Data listing>
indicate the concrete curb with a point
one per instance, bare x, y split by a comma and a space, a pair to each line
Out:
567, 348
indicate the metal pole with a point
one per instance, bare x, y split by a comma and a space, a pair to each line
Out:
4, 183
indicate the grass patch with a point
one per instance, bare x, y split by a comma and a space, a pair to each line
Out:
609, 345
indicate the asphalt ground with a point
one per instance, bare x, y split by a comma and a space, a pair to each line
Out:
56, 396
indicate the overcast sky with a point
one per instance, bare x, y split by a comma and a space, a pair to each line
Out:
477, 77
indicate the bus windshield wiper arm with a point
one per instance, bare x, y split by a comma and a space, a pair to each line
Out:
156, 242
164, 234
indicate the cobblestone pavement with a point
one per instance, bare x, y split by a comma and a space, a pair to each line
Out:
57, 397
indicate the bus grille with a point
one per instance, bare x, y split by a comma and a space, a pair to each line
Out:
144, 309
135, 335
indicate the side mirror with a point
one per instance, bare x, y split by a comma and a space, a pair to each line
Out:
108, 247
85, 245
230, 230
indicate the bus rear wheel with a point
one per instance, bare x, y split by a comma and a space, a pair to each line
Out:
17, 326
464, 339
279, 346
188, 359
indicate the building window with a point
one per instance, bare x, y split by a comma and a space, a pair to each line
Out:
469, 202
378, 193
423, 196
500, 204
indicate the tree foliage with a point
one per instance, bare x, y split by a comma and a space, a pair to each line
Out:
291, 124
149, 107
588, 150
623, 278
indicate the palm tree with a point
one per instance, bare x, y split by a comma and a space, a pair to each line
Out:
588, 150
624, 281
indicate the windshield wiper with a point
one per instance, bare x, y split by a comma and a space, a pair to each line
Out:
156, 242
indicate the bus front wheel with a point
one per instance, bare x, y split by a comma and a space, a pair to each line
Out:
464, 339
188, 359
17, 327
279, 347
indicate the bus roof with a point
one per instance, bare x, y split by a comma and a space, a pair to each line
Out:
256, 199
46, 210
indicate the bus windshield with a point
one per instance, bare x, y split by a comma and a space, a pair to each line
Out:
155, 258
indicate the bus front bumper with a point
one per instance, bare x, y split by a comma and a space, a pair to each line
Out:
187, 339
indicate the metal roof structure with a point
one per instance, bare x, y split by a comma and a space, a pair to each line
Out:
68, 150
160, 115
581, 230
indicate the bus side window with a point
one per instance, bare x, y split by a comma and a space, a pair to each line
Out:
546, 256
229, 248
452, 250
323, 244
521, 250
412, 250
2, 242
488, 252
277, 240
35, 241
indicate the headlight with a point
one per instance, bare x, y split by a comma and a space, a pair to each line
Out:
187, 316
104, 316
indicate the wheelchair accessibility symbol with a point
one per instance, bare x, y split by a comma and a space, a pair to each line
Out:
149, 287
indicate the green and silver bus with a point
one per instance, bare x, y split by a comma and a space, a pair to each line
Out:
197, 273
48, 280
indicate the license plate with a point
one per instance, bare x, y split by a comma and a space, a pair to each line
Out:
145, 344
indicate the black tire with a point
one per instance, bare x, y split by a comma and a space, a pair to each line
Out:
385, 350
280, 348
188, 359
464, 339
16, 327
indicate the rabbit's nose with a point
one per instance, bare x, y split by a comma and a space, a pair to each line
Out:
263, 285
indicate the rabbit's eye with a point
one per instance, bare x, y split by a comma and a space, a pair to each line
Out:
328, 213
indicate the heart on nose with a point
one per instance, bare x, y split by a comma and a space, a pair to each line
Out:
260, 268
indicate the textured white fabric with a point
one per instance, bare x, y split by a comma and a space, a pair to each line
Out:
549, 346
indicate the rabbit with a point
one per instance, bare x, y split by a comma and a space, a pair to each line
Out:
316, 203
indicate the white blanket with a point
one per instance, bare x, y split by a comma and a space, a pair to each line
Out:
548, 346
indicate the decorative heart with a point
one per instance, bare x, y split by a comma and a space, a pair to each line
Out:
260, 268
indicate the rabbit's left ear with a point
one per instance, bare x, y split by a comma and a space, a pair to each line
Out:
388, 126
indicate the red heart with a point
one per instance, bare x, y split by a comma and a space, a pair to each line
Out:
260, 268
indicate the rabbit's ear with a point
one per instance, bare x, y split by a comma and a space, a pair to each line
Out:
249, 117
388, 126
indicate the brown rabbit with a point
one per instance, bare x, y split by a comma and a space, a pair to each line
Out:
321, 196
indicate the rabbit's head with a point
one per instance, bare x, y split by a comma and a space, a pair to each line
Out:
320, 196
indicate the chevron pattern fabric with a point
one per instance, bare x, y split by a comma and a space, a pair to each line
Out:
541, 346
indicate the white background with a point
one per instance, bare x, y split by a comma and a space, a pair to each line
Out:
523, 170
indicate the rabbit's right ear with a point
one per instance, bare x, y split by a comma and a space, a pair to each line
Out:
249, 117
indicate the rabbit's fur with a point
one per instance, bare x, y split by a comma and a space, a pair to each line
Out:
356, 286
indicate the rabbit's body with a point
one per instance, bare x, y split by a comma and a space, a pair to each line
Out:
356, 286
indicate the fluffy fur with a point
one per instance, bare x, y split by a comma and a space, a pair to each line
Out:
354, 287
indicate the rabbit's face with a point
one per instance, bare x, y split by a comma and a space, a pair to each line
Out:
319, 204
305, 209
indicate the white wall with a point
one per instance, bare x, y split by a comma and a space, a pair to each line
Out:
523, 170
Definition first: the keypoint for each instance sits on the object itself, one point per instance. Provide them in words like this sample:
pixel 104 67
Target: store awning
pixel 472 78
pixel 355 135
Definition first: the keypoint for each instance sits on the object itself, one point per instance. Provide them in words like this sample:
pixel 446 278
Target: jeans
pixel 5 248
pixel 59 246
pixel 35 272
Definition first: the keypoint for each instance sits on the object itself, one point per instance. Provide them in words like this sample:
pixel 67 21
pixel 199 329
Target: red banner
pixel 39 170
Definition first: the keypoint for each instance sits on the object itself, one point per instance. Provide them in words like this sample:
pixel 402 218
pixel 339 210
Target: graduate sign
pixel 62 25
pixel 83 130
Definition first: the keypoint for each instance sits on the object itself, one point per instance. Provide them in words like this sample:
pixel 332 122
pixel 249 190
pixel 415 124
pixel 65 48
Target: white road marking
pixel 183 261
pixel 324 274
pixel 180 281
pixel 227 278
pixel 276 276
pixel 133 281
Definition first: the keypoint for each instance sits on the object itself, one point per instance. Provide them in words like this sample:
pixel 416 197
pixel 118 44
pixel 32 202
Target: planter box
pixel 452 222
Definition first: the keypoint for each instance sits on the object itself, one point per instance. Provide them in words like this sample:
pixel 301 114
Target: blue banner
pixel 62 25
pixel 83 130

Task objective> Using the entries above, give the number of lines that include "fabric", with no added words.

Written solution> 2